→ Activity: Return the lines of the listing below exactly as they appear, beginning at the one with "Record the location of each instance of the small" and stopping after the one with "Record the location of each instance of the short"; do not include pictures.

→ Data for the task:
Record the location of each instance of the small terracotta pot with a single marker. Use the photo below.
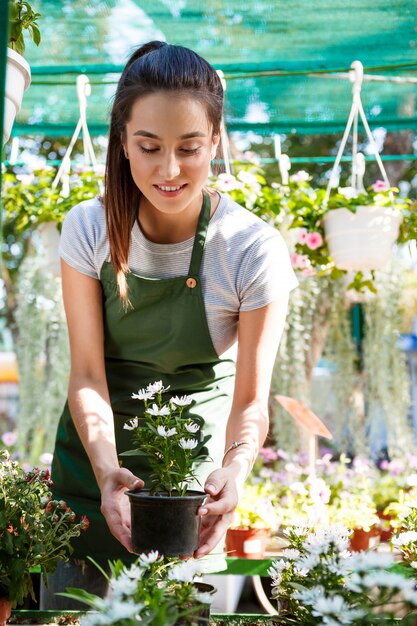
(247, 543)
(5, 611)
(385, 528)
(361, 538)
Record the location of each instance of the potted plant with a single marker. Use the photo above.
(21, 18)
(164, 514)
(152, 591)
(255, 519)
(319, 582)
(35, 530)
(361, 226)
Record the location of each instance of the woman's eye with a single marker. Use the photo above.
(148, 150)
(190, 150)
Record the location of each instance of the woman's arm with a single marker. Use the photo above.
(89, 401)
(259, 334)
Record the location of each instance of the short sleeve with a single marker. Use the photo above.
---
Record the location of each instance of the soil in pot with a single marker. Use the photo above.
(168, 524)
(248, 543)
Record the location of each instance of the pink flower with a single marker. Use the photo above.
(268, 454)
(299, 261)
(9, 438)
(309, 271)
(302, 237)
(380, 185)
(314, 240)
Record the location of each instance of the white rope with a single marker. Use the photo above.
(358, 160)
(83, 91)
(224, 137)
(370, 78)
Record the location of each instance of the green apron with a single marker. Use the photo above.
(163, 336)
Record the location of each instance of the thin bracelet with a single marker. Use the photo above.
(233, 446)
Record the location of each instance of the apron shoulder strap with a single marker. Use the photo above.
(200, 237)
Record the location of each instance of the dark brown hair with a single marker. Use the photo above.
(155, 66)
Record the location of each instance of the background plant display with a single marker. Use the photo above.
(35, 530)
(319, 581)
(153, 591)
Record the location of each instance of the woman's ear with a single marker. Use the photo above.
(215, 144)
---
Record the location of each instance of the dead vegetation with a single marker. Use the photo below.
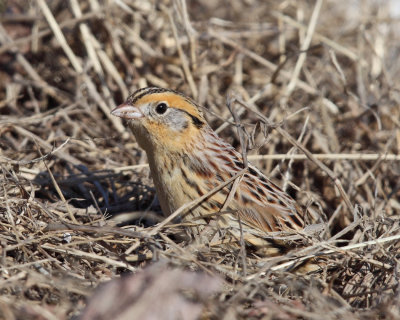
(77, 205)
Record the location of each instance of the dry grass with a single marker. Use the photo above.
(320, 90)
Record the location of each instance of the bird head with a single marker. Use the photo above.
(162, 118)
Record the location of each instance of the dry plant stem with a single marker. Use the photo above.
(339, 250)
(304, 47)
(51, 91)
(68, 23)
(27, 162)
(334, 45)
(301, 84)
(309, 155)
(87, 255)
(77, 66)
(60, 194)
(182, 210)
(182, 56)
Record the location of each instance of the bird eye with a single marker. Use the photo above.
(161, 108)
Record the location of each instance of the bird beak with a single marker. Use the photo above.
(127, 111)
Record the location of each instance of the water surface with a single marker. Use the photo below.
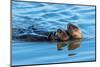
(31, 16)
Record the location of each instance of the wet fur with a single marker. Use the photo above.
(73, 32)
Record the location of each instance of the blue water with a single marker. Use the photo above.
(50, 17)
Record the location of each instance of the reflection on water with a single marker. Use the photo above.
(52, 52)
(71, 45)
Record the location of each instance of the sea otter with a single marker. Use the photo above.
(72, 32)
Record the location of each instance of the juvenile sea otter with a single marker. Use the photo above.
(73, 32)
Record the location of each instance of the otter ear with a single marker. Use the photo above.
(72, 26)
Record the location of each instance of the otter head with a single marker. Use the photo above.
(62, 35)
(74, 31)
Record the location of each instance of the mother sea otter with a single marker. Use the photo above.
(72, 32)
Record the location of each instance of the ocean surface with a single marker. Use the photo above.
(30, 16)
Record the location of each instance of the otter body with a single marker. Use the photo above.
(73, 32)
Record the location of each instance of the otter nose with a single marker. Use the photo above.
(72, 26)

→ Your solution:
Record the location of each instance of the small terracotta pot with a single marker. Use the photo below.
(247, 543)
(5, 611)
(385, 528)
(361, 538)
Record the location of each instance of the potted plant with a single marker. Use the photo above.
(21, 18)
(164, 514)
(152, 591)
(255, 519)
(319, 582)
(35, 530)
(361, 226)
Record the location of each instance of the woman's eye with a single marker. Use the photo above.
(148, 150)
(190, 150)
Record the location of each instance of the woman's arm with a single marker. Use the photo above.
(89, 401)
(259, 334)
Record the location of each instance of the short sleeve with a single marker. Use the photo above.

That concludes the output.